[Document passage]:
◇ ◇ ◇ ◇ ◇ ◇ ◇
Every student looking to continue on to higher education deserves an equal shot at fulfilling their dreams.

Bipartisan legislation working its way through both chambers of Congress aims to ensure they get that chance.

The Family Farm and Small Business Exemption Act, if passed, would undo a change to the way family assets are calculated when applying for student aid that took effect in 2024. For decades before the change, the value of assets held by many family farms and small businesses were excluded when calculating a family’s net worth for purposes of student aid.

The bills seek to restore the exemption for family farms on which the family resides and small businesses with 100 or less full-time or equivalent employees.

In many cases, the value of assets held by those small businesses and farms far exceeds the actual economic reality for the families that own them. Owning a working farm or business facility with physical property valued in the hundreds of thousands of dollars does not equate to having access to those sort of funds.
◇ ◇ ◇ ◇ ◇ ◇ ◇
[Data extract]:
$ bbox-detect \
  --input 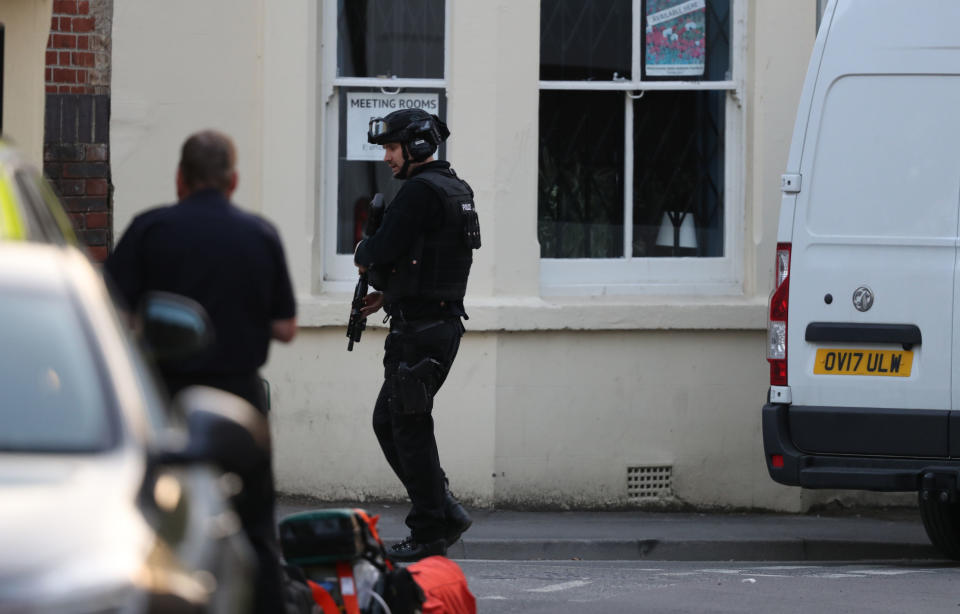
◇ ◇ ◇ ◇ ◇ ◇ ◇
[To be done]:
- A) Rewrite the stretch of the student aid passage from "Bipartisan legislation working" through "of student aid.", putting "houses" in place of "chambers".
- B) In the student aid passage, which small businesses would the bills restore the exemption for?
- C) Carry the student aid passage on from where it stops.

[Expected results]:
- A)
Bipartisan legislation working its way through both houses of Congress aims to ensure they get that chance.

The Family Farm and Small Business Exemption Act, if passed, would undo a change to the way family assets are calculated when applying for student aid that took effect in 2024. For decades before the change, the value of assets held by many family farms and small businesses were excluded when calculating a family’s net worth for purposes of student aid.

- B) Small businesses with 100 or less full-time or equivalent employees.

- C)
A full third of the Pennsylvania delegation to the U.S. House have signed on as co-sponsors of the bill, including current chair of the House Agriculture Committee Rep. Glenn Thompson, R-15th. Additionally, U.S. Reps. Brian Fitzpatrick, R-1st, Daniel Meuser, R-9th, John Joyce, R-13th, Mike Kelly, R-16th and Chris Deluzio, D-17th are cosponsors.

Small businesses and family farms are a vital part of the fabric of Pennsylvania’s economy. Providing the children of those who own them every chance to pursue an education, which is often used to later drive growth and innovation through those same family institutions, just makes economic sense and stands to benefit all Americans.